Task to carry out:
The data must be reproduced verbatim; images are to be omitted.

Data in this exercise:
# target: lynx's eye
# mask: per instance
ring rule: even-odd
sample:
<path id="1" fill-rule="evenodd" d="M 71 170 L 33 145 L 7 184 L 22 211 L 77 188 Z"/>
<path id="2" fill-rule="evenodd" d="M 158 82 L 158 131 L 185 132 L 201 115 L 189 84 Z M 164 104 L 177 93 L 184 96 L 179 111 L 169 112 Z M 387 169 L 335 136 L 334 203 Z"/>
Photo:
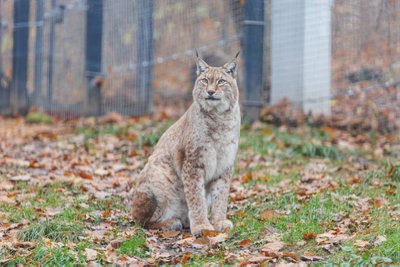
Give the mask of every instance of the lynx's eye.
<path id="1" fill-rule="evenodd" d="M 201 79 L 200 82 L 202 84 L 208 84 L 208 80 L 206 78 Z"/>
<path id="2" fill-rule="evenodd" d="M 226 81 L 224 79 L 218 80 L 217 85 L 221 86 L 226 84 Z"/>

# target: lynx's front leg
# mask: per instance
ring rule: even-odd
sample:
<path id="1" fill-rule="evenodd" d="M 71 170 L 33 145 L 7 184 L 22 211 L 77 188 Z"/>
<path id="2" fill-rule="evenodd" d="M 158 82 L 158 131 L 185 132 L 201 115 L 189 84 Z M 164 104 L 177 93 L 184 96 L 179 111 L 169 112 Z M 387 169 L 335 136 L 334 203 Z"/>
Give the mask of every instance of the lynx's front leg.
<path id="1" fill-rule="evenodd" d="M 217 180 L 210 185 L 211 222 L 217 231 L 226 231 L 233 228 L 233 224 L 226 218 L 228 208 L 229 187 L 232 178 L 232 168 L 228 168 Z"/>
<path id="2" fill-rule="evenodd" d="M 185 162 L 182 180 L 189 209 L 190 232 L 201 234 L 202 230 L 214 230 L 207 218 L 207 203 L 204 188 L 204 166 L 198 162 Z"/>

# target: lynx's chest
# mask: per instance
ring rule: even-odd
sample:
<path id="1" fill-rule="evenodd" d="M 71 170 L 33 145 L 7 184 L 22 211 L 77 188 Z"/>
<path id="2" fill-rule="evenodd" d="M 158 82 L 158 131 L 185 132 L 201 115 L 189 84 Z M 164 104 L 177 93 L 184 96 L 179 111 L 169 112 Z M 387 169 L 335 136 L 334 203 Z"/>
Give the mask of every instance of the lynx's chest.
<path id="1" fill-rule="evenodd" d="M 232 167 L 239 145 L 239 126 L 229 131 L 221 131 L 219 138 L 214 138 L 209 143 L 208 170 L 206 180 L 211 181 L 219 177 L 228 168 Z"/>

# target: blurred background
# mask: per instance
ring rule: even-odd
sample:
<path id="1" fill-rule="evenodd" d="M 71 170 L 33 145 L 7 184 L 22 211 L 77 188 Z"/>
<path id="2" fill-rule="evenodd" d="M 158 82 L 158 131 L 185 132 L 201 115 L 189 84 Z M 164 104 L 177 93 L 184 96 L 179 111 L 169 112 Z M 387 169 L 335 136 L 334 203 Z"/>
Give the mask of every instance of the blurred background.
<path id="1" fill-rule="evenodd" d="M 241 51 L 248 120 L 400 128 L 399 0 L 0 0 L 0 113 L 181 115 Z"/>

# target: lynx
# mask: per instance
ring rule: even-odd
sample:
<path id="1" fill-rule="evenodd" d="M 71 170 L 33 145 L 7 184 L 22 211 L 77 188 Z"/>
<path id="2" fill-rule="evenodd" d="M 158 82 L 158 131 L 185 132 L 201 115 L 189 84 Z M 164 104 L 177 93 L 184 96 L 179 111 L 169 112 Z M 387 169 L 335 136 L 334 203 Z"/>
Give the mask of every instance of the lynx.
<path id="1" fill-rule="evenodd" d="M 190 227 L 193 235 L 233 227 L 226 212 L 240 135 L 238 55 L 222 67 L 197 55 L 193 103 L 161 136 L 139 175 L 131 204 L 136 223 Z"/>

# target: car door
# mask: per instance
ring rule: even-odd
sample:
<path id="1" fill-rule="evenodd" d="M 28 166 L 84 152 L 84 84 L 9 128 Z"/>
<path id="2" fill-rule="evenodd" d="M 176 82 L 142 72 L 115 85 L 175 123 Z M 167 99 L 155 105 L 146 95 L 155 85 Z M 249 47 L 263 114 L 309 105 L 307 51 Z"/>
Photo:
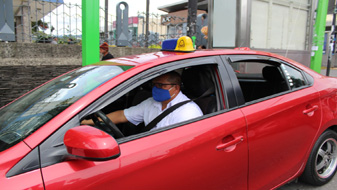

The completed task:
# target: lynx's eye
# mask: per instance
ring rule: even-odd
sample:
<path id="1" fill-rule="evenodd" d="M 71 170 L 33 145 L 7 184 L 22 211 L 77 188 Z"/>
<path id="2" fill-rule="evenodd" d="M 158 82 L 158 131 L 185 132 L 201 115 L 189 84 Z M 164 104 L 177 93 L 184 96 L 179 111 L 169 112 Z M 387 169 L 335 136 L 334 203 Z"/>
Photo:
Give the mask of every instance of the lynx's eye.
<path id="1" fill-rule="evenodd" d="M 201 79 L 200 82 L 202 84 L 208 84 L 208 80 L 206 78 Z"/>
<path id="2" fill-rule="evenodd" d="M 226 81 L 224 79 L 218 80 L 217 85 L 221 86 L 226 84 Z"/>

# target: lynx's front leg
# mask: per instance
ring rule: even-odd
sample:
<path id="1" fill-rule="evenodd" d="M 71 170 L 33 145 L 7 184 L 22 211 L 77 188 Z"/>
<path id="2" fill-rule="evenodd" d="M 158 82 L 158 131 L 185 132 L 201 115 L 189 84 Z M 164 104 L 177 93 L 184 96 L 179 111 L 169 112 Z M 387 169 L 335 136 L 334 203 Z"/>
Give the mask of every instance of the lynx's front leg.
<path id="1" fill-rule="evenodd" d="M 217 180 L 210 185 L 211 222 L 217 231 L 226 231 L 233 228 L 233 224 L 226 218 L 228 208 L 229 187 L 232 178 L 232 168 L 228 168 Z"/>
<path id="2" fill-rule="evenodd" d="M 185 162 L 182 180 L 189 209 L 190 232 L 201 234 L 202 230 L 214 230 L 207 218 L 207 203 L 204 188 L 204 166 L 198 162 Z"/>

# target: lynx's chest
# mask: per instance
ring rule: even-odd
sample:
<path id="1" fill-rule="evenodd" d="M 71 170 L 33 145 L 7 184 L 22 211 L 77 188 Z"/>
<path id="2" fill-rule="evenodd" d="M 158 82 L 158 131 L 185 132 L 201 115 L 189 84 Z M 164 104 L 177 93 L 184 96 L 179 111 L 169 112 Z M 387 169 L 335 136 L 334 203 Z"/>
Give the mask of every instance of the lynx's chest.
<path id="1" fill-rule="evenodd" d="M 232 167 L 239 145 L 239 126 L 229 131 L 221 131 L 219 138 L 214 138 L 209 143 L 208 170 L 206 180 L 211 181 L 219 177 L 228 168 Z"/>

# target: blurred background
# mask: per instance
ring rule: even-odd
sample:
<path id="1" fill-rule="evenodd" d="M 71 170 L 33 145 L 7 184 L 22 211 L 77 188 Z"/>
<path id="2" fill-rule="evenodd" d="M 158 82 L 158 131 L 185 132 L 201 115 L 189 84 Z M 164 104 L 177 93 L 184 96 L 179 111 L 169 112 Z M 387 169 L 335 136 L 334 203 Z"/>
Give the mask of every instance of the blurred background.
<path id="1" fill-rule="evenodd" d="M 241 51 L 248 120 L 400 128 L 399 0 L 0 0 L 0 113 L 181 115 Z"/>

# target: lynx
# mask: per instance
ring rule: even-odd
sample:
<path id="1" fill-rule="evenodd" d="M 71 170 L 33 145 L 7 184 L 22 211 L 77 188 Z"/>
<path id="2" fill-rule="evenodd" d="M 158 82 L 158 131 L 185 132 L 201 115 L 189 84 Z M 164 104 L 177 93 L 184 96 L 179 111 L 169 112 Z M 387 169 L 335 136 L 334 203 Z"/>
Give the mask of every instance of the lynx.
<path id="1" fill-rule="evenodd" d="M 190 227 L 193 235 L 233 227 L 226 212 L 240 135 L 238 55 L 222 67 L 197 55 L 193 103 L 161 136 L 139 175 L 131 204 L 136 223 Z"/>

# target: car door
# mask: per instance
ring rule: even-odd
sample:
<path id="1" fill-rule="evenodd" d="M 28 166 L 84 152 L 84 84 L 9 128 Z"/>
<path id="2" fill-rule="evenodd" d="M 176 82 L 142 72 L 115 85 L 175 123 Z M 167 99 L 155 105 L 146 95 L 155 85 Z M 249 47 L 263 114 L 309 105 L 307 51 Z"/>
Photo:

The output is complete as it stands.